▸ **Supplied material**:
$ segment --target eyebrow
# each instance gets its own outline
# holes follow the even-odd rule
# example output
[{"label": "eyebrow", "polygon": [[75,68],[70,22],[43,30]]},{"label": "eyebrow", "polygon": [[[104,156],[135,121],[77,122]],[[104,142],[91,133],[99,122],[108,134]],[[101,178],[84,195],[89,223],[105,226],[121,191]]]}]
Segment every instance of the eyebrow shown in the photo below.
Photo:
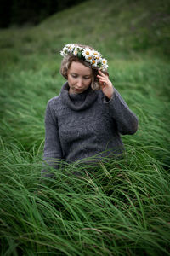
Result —
[{"label": "eyebrow", "polygon": [[[74,72],[71,72],[71,74],[75,74],[75,75],[78,75],[78,73],[74,73]],[[83,77],[90,77],[92,74],[85,74],[85,75],[83,75]]]}]

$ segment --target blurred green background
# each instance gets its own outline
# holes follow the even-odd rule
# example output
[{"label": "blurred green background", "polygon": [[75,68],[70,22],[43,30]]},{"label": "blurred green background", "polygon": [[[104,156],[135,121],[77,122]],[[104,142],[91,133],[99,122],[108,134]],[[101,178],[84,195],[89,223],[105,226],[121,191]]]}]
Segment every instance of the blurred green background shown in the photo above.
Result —
[{"label": "blurred green background", "polygon": [[[168,0],[91,0],[60,10],[37,25],[15,23],[0,29],[2,255],[20,252],[23,255],[35,255],[35,252],[42,255],[40,244],[43,252],[54,255],[169,255],[169,25]],[[34,189],[39,186],[45,108],[65,82],[60,73],[60,51],[71,43],[91,45],[108,60],[110,80],[139,117],[139,130],[133,136],[122,137],[128,164],[122,162],[121,171],[112,163],[108,169],[99,169],[99,176],[93,177],[92,172],[90,178],[86,178],[93,189],[86,190],[85,184],[78,183],[77,194],[73,192],[77,180],[69,179],[59,171],[60,183],[57,180],[52,186],[59,190],[43,187],[38,195]],[[71,171],[73,167],[68,168]],[[96,189],[95,182],[101,189]],[[108,195],[114,186],[117,189],[112,195],[117,200],[115,205]],[[120,192],[122,189],[127,194]],[[60,197],[54,196],[53,191],[60,191]],[[85,202],[83,196],[94,200],[94,193],[101,205],[103,199],[108,201],[108,208],[103,213],[99,212],[101,207],[94,210],[93,218],[94,213],[88,212],[95,208],[95,203],[90,205],[90,200]],[[122,195],[127,195],[123,205]],[[58,210],[52,206],[56,205],[56,198],[62,197],[69,204],[62,206],[60,201],[60,212],[55,212]],[[38,205],[36,200],[40,198]],[[83,212],[86,225],[78,218],[82,205],[76,212],[79,200],[88,209]],[[69,217],[66,207],[71,212]],[[50,222],[48,216],[51,214]],[[61,219],[65,216],[60,228],[54,224],[59,215]],[[110,216],[111,219],[116,217],[114,227]],[[71,221],[70,230],[68,219]],[[102,219],[105,223],[101,224]],[[82,231],[72,235],[79,224]],[[98,240],[96,233],[88,236],[88,227],[107,231],[98,231]],[[111,241],[106,236],[110,236],[110,232],[116,234]],[[54,234],[64,239],[62,246]],[[94,239],[91,245],[89,237]],[[77,243],[72,243],[74,239]],[[65,242],[71,244],[68,253]]]}]

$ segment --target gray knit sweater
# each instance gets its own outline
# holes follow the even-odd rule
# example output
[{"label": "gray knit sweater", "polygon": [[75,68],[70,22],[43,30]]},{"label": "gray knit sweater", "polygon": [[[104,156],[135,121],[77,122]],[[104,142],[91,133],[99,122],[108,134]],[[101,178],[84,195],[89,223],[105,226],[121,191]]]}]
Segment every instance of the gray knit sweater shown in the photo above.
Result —
[{"label": "gray knit sweater", "polygon": [[[61,161],[116,155],[123,152],[120,134],[133,134],[138,119],[114,89],[111,99],[89,87],[69,94],[66,82],[58,96],[50,99],[45,114],[43,160],[58,168]],[[42,177],[50,176],[47,166]]]}]

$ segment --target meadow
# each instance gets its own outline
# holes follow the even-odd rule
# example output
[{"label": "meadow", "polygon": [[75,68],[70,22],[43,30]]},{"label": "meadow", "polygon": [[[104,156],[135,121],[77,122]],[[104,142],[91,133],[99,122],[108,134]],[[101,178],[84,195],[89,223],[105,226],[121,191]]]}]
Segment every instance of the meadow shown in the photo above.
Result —
[{"label": "meadow", "polygon": [[[0,30],[1,255],[170,255],[168,1],[87,1]],[[94,46],[139,118],[122,160],[40,178],[65,44]],[[80,177],[74,172],[81,173]]]}]

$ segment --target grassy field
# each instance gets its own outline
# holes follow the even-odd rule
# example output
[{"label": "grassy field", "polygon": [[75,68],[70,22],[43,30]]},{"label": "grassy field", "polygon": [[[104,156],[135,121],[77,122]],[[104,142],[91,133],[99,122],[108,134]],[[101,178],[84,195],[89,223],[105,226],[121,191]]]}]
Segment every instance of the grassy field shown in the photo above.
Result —
[{"label": "grassy field", "polygon": [[[1,255],[170,255],[169,7],[93,0],[0,30]],[[122,137],[124,159],[42,180],[44,112],[71,43],[108,59],[139,131]]]}]

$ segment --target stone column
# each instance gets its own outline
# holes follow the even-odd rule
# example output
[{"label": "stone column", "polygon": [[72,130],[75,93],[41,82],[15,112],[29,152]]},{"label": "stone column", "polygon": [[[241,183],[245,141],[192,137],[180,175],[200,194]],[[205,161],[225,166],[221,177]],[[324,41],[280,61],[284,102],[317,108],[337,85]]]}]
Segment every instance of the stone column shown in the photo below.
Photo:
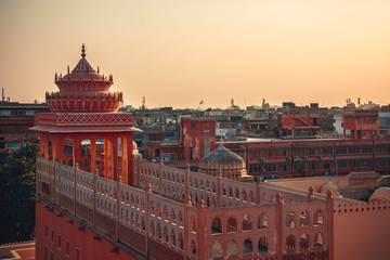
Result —
[{"label": "stone column", "polygon": [[[205,256],[205,206],[204,200],[200,199],[197,204],[197,226],[196,226],[196,236],[197,236],[197,259],[206,259]],[[209,245],[207,245],[209,246]]]},{"label": "stone column", "polygon": [[282,205],[282,195],[276,194],[276,259],[283,259],[283,205]]},{"label": "stone column", "polygon": [[113,156],[112,156],[112,174],[113,180],[116,181],[118,178],[118,138],[112,139]]},{"label": "stone column", "polygon": [[327,235],[328,235],[328,259],[335,259],[335,248],[334,248],[334,198],[332,196],[332,192],[326,192],[326,202],[327,202]]},{"label": "stone column", "polygon": [[96,136],[91,136],[91,173],[95,172],[96,168]]}]

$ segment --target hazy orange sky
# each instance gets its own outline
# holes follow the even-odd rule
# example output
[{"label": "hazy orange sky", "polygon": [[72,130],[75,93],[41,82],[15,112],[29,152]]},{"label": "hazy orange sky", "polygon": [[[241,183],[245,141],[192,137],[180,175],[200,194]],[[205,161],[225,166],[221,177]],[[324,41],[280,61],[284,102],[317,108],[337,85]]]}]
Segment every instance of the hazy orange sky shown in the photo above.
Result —
[{"label": "hazy orange sky", "polygon": [[135,107],[390,103],[390,1],[0,0],[0,32],[12,101],[57,91],[86,43]]}]

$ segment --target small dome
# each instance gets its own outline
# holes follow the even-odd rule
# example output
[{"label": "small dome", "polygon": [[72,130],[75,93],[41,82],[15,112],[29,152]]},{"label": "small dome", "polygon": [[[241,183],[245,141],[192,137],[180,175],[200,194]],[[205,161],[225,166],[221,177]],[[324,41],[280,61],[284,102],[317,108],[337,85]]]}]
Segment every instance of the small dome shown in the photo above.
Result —
[{"label": "small dome", "polygon": [[217,176],[220,170],[221,177],[223,178],[233,180],[249,178],[249,176],[247,176],[245,160],[239,155],[223,146],[223,144],[199,161],[199,172]]},{"label": "small dome", "polygon": [[135,154],[139,154],[139,151],[138,151],[138,145],[135,143],[135,141],[133,140],[133,155]]},{"label": "small dome", "polygon": [[199,169],[207,170],[223,170],[223,169],[234,169],[240,170],[245,169],[245,160],[237,154],[233,153],[223,144],[216,148],[209,155],[206,155],[199,161]]},{"label": "small dome", "polygon": [[327,193],[330,191],[334,195],[339,195],[339,188],[337,185],[333,184],[332,182],[325,183],[321,186],[321,193]]},{"label": "small dome", "polygon": [[379,187],[369,197],[369,202],[390,202],[390,187]]}]

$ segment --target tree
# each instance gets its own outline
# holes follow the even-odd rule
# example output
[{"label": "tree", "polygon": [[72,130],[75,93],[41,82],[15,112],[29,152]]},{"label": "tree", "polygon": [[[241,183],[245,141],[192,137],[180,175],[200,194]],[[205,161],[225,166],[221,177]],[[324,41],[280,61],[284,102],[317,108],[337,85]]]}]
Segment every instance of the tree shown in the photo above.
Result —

▸ **Required task**: Reproduce the listing starting at the line containing "segment --target tree" and ending at the last line of the listing, switching "instance" to "occurrence" and leaving everything else as it is.

▸ **Solution for this exercise**:
$ segment --target tree
# each occurrence gets its own outline
# holes follow the even-odd rule
# example output
[{"label": "tree", "polygon": [[72,130],[75,93],[41,82],[15,112],[29,152]]},{"label": "tree", "polygon": [[[241,183],[245,141],[192,137],[180,175],[200,194]],[[205,161],[225,166],[221,177]],[[324,41],[280,61],[284,102],[317,108],[337,85]]]}]
Segment every occurrence of the tree shown in the photo above.
Result —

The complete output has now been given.